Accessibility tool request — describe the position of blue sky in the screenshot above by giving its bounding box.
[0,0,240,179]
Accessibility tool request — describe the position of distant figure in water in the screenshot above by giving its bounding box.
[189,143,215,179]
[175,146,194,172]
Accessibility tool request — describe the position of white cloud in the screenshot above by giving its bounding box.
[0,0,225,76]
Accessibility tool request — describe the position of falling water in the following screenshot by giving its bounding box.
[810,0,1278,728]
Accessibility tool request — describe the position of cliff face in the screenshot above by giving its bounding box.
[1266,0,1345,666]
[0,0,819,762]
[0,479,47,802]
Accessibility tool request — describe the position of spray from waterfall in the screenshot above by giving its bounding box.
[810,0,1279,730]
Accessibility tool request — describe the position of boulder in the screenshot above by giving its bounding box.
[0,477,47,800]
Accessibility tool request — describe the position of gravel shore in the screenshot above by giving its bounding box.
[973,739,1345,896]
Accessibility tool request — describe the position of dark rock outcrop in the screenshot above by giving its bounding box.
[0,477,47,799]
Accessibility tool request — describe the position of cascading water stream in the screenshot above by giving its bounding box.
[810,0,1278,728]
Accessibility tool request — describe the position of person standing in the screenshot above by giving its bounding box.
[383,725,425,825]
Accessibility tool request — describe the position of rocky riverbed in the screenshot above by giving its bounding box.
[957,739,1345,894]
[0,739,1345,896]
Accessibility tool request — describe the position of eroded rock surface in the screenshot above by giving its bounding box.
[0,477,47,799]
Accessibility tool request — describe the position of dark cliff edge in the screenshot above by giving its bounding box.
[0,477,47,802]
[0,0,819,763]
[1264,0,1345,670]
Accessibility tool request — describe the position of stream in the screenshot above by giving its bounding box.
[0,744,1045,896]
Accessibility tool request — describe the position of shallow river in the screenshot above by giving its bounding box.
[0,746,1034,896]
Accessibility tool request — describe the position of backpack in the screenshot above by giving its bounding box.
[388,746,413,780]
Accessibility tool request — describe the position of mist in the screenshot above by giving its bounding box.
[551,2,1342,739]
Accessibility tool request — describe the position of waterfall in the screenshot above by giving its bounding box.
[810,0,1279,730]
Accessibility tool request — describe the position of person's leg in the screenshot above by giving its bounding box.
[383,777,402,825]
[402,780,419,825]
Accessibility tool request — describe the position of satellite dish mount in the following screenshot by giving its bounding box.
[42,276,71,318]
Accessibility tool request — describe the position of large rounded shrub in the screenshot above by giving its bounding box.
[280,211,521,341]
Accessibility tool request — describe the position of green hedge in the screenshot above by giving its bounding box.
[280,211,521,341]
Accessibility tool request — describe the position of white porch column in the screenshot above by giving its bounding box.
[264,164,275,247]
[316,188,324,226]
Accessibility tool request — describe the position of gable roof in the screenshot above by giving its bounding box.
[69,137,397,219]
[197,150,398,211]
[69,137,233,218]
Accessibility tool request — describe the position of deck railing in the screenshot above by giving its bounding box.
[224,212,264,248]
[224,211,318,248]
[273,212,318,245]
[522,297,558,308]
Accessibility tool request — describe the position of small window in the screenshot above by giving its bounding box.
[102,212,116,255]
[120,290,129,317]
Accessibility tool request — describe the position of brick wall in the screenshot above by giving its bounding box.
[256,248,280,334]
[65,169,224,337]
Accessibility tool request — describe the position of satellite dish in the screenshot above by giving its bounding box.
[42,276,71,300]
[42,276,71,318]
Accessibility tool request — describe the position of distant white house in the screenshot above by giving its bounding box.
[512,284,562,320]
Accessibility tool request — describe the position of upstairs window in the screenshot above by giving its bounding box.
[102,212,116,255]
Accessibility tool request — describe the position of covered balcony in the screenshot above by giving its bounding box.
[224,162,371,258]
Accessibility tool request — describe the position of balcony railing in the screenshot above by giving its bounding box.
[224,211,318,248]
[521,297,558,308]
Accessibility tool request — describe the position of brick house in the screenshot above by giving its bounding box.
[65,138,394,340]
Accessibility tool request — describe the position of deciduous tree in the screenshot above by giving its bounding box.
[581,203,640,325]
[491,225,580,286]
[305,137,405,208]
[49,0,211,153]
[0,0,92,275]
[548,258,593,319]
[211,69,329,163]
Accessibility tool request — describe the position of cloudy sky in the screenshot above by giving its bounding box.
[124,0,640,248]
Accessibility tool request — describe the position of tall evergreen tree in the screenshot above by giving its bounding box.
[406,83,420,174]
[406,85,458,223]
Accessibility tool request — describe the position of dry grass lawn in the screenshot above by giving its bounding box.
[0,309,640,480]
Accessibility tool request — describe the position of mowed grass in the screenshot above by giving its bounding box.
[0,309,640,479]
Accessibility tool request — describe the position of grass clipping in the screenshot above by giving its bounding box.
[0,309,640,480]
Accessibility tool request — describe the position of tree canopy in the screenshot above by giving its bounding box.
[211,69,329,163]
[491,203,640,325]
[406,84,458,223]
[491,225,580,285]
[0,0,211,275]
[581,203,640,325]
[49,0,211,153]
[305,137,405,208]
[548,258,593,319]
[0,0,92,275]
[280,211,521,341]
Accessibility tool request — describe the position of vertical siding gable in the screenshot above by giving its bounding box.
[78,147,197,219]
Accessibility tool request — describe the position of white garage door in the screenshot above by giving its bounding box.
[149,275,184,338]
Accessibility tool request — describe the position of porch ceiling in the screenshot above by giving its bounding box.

────────

**Goal**
Copy the whole listing above word for word, from its first line to its last.

**Finished task**
Accessibility tool request — describe the position of blue sky in the screenshot above by giving its bounding box.
[0,0,240,179]
Accessibility tool request — describe the position of distant figure in water in the screenshot above by giving its bounding box.
[189,143,215,179]
[175,146,194,172]
Accessibility tool request — describe the position of white cloud in the screenshot above by giving its bounding box.
[0,0,225,76]
Accessibility tool request — describe the position of falling water in the following screenshot by giving its bounding box.
[810,0,1278,728]
Accessibility tool request — describe the position of cliff face in the screenshot above by giving its bounding box.
[1266,0,1345,666]
[0,0,819,762]
[0,479,47,802]
Accessibility tool request — describe the position of spray from waterfall in the screenshot above by giving its bounding box.
[810,0,1279,730]
Accessibility tool request — describe the position of boulder in the screenshot above by giving its bounding box.
[0,477,47,800]
Accessibility tool request — describe the position of gravel shore in the screenshot above by giving its bounding box.
[973,739,1345,896]
Accessibility tool request — describe the position of dark rock outcrop in the screenshot above by giving its bounding box.
[0,477,47,799]
Accessibility tool request — describe the position of cascading water stream in the screenshot above by giving its bounding box.
[810,0,1278,728]
Accessibility tool request — describe the position of person standing in the screenshot above by giving its bounding box.
[383,725,425,825]
Accessibility tool request — describe the position of rocky riverbed in the screenshot above by giving its bounding box.
[957,739,1345,894]
[0,739,1345,896]
Accessibility tool request — describe the position of eroded rock surface in the screenshot above by giving its bounding box.
[0,477,47,799]
Accessibility tool request — describe the position of dark cliff edge in the screenshot above by giving its bounding box.
[0,477,47,802]
[0,0,819,763]
[1264,0,1345,670]
Accessibility tool request — describe the position of stream in the screenshot above by giving its bounding box.
[0,744,1045,896]
Accessibility tool request — describe the position of shallow river in the screenshot above by giving its bounding box.
[0,746,1034,896]
Accessibility tool request — describe the position of backpack in the screenshot above by giving its bounding box.
[388,746,413,780]
Accessibility tool request — describe the position of mist in the screenshot above by giving its bounding box.
[551,2,1342,739]
Accessibility tool request — describe the position of waterfall in the screenshot above by giving its bounding box.
[810,0,1279,730]
Accessibility tool request — describe the position of person's leg in the screenshot above by giving its bounding box.
[383,777,402,825]
[402,780,419,825]
Accessibility tool request — describe the position of satellite dish mount in the following screenshot by giving its bounding box.
[42,276,71,318]
Accessibility tool request — describe the position of large rounded shrub in the screenshot above by giving its bounding box.
[280,211,521,341]
Accessibility tool request — describe the position of green hedge in the screenshot above by giving its bounding box.
[280,211,521,341]
Accessibility tool request — describe the position of white porch column in the screenshot above by giving its bounding box.
[264,164,275,247]
[316,188,324,226]
Accessibility tool request — describe the position of gable roof in the screenshot above by giving its bounding box.
[69,137,397,219]
[197,150,398,211]
[69,137,233,218]
Accessibility tool request — describe the position of deck railing in the screenshot above by giving its bounding box.
[224,212,264,248]
[224,211,318,248]
[273,212,318,245]
[522,297,558,308]
Accessibility tool request — describe the position of small window in the screenshot above by giving its bounding box.
[102,212,116,255]
[120,290,129,317]
Accessibility tool request — describe the position of brick wall in the screenshot above by giving its bounding box.
[256,248,280,334]
[65,169,224,337]
Accessibility tool request — describe the position of satellite dish in the screenshot above by giving its bounding box.
[42,276,71,300]
[42,276,71,318]
Accessibility tool request — describe the position of distant white house in the screenshot above by giving its bounding box.
[512,284,562,320]
Accessibility tool request — describe the position of upstairs window in the screenshot above by giving its bounding box.
[102,212,116,255]
Accessibility tool request — describe the position of covered balcony in the screenshot above by giving its bounding box.
[224,162,371,258]
Accessibility tool request — describe the position of balcony railing in the screenshot above by giving its bounding box.
[224,211,318,248]
[521,297,558,308]
Accessibility tool request — describe the position of brick house in the screenshot above by giving its bounding box.
[65,138,394,340]
Accessibility tool request — describe the position of deciduous tree in the screenshot above by giving its bounding box.
[581,203,640,325]
[491,225,580,286]
[305,137,405,208]
[49,0,211,153]
[0,0,92,275]
[548,258,593,319]
[211,69,329,163]
Accessibility tool request — describe the position of cloudy sky in the screenshot above by giving its bounding box.
[124,0,640,248]
Accessibility tool request — describe the position of tall evergreen tree in the screenshot above by giving its bounding box.
[406,83,420,174]
[406,85,458,223]
Accessibility tool request — describe the position of dry grass lawn in the screenshot above by giving its bounding box.
[0,309,640,480]
Accessibility tool request — describe the position of mowed grass in the screenshot above by giving its bounding box.
[0,309,640,479]
Accessibility tool request — describe the position of grass clipping in the screenshot above by giving its bounding box.
[0,309,640,480]
Accessibility tool request — describe the position of tree canopy in the screenshot above by giving its bounding box.
[211,69,329,163]
[491,203,640,325]
[406,84,458,223]
[491,225,580,285]
[0,0,211,275]
[581,203,640,325]
[49,0,211,153]
[305,137,405,208]
[548,258,593,319]
[0,0,92,275]
[280,211,521,341]
Accessibility tool request — describe the position of vertical siding gable in the screenshot above by giving its bounding box.
[78,147,197,219]
Accessibility tool request — describe the position of white garage door in the screenshot above by giving its bounding box.
[149,275,184,338]
Accessibility tool request — describe the position of porch ceiling in the screenshot above by giving its bounding box.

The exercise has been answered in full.